● SHORT PROBLEM: Edit the items below by changing "Result" to "Answer" everywhere it occurs, leaving every other character as it is.

● DATASET EXTRACT:
* START *

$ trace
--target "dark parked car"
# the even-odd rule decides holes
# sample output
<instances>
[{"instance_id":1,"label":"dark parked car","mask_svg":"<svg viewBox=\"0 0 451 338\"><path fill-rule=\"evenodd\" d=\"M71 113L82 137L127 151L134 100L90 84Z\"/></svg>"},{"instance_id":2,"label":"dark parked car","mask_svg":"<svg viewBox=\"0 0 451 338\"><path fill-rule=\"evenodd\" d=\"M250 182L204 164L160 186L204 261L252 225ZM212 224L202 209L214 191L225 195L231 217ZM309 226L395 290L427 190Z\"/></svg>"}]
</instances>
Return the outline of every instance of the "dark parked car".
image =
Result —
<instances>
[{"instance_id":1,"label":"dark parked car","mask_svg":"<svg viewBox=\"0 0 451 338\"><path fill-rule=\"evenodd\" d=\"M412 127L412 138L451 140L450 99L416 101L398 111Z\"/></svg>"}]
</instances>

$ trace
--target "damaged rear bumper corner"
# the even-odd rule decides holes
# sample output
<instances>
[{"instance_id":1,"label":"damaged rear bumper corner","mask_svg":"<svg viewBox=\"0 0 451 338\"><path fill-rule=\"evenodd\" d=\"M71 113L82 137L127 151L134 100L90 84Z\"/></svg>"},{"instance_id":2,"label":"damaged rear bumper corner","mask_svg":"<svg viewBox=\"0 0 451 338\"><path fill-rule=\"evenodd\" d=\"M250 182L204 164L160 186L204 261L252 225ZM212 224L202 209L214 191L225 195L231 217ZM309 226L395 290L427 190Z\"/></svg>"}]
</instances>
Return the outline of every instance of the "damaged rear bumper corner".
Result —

* END *

● ANSWER TO THIS EXERCISE:
$ trace
--target "dark parked car"
# the even-odd rule decides holes
# sample output
<instances>
[{"instance_id":1,"label":"dark parked car","mask_svg":"<svg viewBox=\"0 0 451 338\"><path fill-rule=\"evenodd\" d=\"M71 113L82 137L127 151L134 100L90 84Z\"/></svg>"},{"instance_id":2,"label":"dark parked car","mask_svg":"<svg viewBox=\"0 0 451 338\"><path fill-rule=\"evenodd\" d=\"M250 182L204 164L160 186L204 261L252 225ZM212 224L202 209L214 191L225 195L231 217ZM309 226L395 290L427 190Z\"/></svg>"}]
</instances>
Return the outline of every instance of the "dark parked car".
image =
Answer —
<instances>
[{"instance_id":1,"label":"dark parked car","mask_svg":"<svg viewBox=\"0 0 451 338\"><path fill-rule=\"evenodd\" d=\"M412 127L412 138L451 140L450 99L416 101L398 111Z\"/></svg>"}]
</instances>

$ trace
--target "damaged rear bumper corner"
# the even-odd rule decides holes
# sample output
<instances>
[{"instance_id":1,"label":"damaged rear bumper corner","mask_svg":"<svg viewBox=\"0 0 451 338\"><path fill-rule=\"evenodd\" d=\"M71 113L82 137L127 151L134 100L90 84Z\"/></svg>"},{"instance_id":2,"label":"damaged rear bumper corner","mask_svg":"<svg viewBox=\"0 0 451 338\"><path fill-rule=\"evenodd\" d=\"M250 182L204 164L160 186L204 261L252 225ZM212 224L202 209L214 191L225 195L231 217ZM309 226L395 290L427 190Z\"/></svg>"}]
</instances>
Return the outline of every instance of the "damaged rear bumper corner".
Answer —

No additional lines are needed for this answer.